▶ [Work request] Only one stretch of the data below is wanted: the lines starting at the one with "TARGET = white shorts" and ending at the one with "TARGET = red rugby jersey", both included, given again exactly.

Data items
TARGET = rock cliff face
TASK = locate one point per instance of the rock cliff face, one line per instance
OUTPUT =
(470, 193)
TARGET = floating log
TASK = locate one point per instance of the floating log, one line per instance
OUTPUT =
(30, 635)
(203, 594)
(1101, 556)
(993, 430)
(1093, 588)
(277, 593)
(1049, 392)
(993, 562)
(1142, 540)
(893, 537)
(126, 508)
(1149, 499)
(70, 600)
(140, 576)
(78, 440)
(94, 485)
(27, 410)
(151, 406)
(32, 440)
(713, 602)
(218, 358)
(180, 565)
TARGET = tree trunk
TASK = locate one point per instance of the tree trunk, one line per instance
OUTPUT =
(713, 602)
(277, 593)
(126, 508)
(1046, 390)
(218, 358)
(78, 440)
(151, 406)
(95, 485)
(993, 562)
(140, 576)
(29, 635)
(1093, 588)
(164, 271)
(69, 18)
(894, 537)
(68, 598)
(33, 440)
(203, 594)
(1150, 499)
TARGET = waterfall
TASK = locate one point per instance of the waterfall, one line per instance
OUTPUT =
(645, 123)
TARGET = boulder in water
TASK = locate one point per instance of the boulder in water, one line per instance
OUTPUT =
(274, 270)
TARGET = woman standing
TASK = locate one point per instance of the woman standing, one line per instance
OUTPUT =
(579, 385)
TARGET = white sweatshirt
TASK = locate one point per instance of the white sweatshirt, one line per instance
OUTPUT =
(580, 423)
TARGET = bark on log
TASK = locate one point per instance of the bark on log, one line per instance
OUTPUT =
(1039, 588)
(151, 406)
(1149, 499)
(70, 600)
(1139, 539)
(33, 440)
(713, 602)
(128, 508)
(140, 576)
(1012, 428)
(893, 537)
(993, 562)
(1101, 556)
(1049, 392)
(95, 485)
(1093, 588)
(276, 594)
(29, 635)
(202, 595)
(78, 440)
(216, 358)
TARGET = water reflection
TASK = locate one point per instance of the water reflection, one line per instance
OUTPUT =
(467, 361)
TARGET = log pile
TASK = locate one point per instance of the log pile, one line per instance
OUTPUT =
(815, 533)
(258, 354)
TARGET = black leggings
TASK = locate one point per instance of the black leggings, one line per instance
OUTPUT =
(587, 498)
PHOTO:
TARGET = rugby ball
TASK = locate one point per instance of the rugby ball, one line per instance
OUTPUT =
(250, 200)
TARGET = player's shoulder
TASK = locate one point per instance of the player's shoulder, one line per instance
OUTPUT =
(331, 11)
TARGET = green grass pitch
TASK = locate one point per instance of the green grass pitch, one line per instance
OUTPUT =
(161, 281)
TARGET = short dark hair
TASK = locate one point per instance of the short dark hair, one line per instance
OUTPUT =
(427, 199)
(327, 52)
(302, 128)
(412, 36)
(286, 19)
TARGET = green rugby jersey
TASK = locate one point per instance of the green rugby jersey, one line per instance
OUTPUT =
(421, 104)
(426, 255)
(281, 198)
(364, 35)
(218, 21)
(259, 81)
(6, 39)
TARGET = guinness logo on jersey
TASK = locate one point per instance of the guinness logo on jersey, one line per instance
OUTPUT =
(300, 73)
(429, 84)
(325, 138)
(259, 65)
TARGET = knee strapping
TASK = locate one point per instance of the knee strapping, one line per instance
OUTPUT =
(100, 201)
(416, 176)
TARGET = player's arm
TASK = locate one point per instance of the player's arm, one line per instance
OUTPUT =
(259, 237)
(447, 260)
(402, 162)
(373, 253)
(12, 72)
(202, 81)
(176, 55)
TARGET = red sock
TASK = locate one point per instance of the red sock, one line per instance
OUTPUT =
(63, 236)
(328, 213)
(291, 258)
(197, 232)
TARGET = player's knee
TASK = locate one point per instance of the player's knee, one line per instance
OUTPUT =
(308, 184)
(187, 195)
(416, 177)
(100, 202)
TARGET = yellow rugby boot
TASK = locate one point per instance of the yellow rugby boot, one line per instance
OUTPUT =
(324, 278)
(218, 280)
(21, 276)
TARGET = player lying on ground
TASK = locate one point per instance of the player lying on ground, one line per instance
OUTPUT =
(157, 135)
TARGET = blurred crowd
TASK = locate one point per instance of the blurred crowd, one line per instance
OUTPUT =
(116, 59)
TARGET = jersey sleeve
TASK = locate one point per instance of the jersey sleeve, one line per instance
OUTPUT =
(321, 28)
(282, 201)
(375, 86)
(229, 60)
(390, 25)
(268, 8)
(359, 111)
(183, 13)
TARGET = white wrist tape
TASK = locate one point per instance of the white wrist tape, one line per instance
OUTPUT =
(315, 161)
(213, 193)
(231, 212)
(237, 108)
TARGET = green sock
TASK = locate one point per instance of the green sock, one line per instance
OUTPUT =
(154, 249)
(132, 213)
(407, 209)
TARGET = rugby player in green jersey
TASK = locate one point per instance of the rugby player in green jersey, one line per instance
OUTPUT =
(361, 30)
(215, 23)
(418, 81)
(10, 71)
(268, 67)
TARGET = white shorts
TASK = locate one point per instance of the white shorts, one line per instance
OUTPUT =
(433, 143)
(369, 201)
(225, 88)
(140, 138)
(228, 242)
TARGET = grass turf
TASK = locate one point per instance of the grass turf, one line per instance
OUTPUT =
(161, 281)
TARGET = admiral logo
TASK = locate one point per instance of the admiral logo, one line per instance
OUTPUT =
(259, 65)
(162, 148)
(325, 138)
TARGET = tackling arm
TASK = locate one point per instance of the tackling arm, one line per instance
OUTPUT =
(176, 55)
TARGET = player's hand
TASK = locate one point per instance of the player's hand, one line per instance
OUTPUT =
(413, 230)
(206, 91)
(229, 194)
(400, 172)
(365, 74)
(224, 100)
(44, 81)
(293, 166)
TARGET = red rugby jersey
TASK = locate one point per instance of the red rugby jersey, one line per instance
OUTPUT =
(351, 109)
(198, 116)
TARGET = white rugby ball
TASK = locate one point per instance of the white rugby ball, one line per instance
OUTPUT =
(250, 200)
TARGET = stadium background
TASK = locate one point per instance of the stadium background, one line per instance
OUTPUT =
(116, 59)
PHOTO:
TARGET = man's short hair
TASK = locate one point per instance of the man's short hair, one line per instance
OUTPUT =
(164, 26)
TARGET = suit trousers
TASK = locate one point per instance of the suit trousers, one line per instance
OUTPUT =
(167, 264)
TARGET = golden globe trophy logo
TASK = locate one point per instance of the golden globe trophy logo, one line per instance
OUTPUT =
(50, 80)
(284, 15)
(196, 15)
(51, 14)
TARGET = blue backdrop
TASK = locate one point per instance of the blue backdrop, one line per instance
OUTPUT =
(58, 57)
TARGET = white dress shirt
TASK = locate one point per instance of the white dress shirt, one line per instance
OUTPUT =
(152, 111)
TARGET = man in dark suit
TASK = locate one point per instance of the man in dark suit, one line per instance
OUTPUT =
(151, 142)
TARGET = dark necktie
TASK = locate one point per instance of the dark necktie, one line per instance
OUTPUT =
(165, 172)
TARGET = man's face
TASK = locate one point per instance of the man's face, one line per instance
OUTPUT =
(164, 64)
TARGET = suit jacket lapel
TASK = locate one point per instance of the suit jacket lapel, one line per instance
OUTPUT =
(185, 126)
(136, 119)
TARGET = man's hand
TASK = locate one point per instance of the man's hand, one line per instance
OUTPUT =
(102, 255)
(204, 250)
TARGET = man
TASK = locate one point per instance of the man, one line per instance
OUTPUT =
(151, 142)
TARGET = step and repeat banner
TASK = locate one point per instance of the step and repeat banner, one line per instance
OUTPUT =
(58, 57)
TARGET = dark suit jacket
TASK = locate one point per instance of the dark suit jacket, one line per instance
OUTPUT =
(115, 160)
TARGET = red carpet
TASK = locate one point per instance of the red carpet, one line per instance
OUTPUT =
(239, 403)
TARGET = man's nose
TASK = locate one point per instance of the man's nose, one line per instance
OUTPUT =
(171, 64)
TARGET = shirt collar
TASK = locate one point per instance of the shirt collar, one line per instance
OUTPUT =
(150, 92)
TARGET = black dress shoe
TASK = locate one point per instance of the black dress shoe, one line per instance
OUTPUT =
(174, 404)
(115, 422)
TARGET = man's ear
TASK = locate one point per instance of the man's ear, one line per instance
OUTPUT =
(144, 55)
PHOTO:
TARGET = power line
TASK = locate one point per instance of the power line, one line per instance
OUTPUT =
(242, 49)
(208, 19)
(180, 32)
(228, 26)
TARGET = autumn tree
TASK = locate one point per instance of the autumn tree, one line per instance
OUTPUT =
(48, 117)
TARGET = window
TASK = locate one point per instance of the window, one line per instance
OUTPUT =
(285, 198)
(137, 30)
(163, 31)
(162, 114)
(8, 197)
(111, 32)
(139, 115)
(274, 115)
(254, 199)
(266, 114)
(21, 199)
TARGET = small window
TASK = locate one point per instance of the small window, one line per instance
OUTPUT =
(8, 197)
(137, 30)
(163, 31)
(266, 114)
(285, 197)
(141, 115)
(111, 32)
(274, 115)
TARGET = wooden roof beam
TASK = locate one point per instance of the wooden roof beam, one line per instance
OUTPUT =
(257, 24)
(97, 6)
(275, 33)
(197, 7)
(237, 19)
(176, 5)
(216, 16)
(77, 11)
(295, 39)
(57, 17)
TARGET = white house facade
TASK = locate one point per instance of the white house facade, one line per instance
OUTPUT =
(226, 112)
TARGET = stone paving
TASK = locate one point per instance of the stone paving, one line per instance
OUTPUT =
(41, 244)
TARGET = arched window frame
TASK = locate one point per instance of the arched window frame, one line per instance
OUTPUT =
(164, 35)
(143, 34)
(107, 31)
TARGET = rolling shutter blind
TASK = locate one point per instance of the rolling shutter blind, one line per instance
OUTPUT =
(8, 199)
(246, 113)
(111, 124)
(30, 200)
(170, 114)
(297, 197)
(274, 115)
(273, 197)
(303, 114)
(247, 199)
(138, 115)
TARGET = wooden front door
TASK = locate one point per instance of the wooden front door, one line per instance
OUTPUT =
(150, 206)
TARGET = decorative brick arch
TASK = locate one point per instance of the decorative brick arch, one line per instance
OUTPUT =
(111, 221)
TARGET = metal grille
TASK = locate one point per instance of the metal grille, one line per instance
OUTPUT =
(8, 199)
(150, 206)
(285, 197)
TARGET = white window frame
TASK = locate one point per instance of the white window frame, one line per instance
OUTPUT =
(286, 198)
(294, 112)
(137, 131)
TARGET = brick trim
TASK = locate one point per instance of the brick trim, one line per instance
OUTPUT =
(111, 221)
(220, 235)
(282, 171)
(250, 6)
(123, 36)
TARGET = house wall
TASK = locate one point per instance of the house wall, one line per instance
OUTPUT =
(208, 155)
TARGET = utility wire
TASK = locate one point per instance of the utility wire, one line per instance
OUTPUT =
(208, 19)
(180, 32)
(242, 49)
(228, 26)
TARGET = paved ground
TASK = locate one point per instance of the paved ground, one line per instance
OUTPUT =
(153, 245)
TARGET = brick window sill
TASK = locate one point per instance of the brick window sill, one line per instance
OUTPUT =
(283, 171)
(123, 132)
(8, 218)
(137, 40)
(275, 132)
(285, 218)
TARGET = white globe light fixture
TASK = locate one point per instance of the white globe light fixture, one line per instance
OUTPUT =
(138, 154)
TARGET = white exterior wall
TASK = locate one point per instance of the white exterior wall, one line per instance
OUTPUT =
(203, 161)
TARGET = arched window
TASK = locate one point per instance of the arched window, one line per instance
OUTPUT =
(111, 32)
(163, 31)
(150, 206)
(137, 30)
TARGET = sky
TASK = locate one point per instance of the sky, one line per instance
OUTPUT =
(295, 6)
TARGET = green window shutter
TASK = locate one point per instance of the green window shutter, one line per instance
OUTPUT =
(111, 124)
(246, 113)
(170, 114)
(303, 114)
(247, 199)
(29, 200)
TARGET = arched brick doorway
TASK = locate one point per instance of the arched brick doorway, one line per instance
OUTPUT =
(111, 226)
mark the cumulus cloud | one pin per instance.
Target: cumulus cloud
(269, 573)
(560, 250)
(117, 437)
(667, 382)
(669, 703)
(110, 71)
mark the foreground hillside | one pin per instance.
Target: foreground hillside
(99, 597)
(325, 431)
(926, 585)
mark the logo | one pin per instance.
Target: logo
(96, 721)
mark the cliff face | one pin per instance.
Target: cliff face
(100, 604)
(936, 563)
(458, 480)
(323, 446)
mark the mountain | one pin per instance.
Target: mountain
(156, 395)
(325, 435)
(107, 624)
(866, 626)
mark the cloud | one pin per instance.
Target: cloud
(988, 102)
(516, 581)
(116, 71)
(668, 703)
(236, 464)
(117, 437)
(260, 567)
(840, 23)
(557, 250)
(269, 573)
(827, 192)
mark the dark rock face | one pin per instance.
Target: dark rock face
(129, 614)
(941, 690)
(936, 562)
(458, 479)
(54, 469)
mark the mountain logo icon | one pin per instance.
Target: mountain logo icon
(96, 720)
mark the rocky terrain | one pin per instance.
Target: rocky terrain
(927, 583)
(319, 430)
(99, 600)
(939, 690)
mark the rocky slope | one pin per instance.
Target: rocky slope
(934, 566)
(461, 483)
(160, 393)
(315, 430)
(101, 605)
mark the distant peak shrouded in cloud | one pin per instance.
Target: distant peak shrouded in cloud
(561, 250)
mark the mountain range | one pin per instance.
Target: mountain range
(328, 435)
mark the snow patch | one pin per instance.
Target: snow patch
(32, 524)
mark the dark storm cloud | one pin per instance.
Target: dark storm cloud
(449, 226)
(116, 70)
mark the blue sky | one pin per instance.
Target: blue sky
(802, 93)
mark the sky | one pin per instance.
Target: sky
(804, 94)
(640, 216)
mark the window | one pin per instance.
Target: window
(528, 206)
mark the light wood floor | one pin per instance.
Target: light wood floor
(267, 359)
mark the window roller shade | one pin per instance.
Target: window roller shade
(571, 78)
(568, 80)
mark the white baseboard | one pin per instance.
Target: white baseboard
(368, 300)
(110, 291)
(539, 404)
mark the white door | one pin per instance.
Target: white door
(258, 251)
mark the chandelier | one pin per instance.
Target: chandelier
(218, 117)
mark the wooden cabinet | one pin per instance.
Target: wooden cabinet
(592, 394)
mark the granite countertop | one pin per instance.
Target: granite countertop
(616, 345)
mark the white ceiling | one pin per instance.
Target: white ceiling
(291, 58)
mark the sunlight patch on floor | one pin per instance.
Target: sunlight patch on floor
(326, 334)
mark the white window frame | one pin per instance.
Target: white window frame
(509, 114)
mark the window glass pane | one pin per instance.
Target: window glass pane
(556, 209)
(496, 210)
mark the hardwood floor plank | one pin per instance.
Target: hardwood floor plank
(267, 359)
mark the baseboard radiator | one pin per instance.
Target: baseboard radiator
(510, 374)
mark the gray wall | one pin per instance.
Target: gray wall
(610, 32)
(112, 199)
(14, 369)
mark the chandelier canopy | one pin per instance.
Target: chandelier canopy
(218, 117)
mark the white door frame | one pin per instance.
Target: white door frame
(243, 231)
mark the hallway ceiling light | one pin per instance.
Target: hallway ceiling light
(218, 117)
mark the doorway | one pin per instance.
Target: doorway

▶ [Your solution]
TARGET = white shorts
TASK = locate one point per instance of the white shorts, one line per instance
OUTPUT =
(433, 143)
(369, 201)
(225, 88)
(140, 138)
(228, 242)
TARGET = grass turf
TASK = locate one point per instance of the grass turf, one line per instance
OUTPUT =
(161, 281)
TARGET = admiral logo
TASK = locate one point per instance of the admiral logo, one line per instance
OUTPUT =
(259, 65)
(162, 148)
(325, 138)
TARGET = tackling arm
TASK = locate one point per instance of the tackling arm, one line per instance
OUTPUT =
(176, 55)
TARGET = player's hand
TASK = locate one point per instance of the player's hand, one line per instance
OUTPUT =
(413, 230)
(206, 91)
(229, 194)
(400, 172)
(365, 74)
(224, 100)
(44, 81)
(293, 166)
TARGET = red rugby jersey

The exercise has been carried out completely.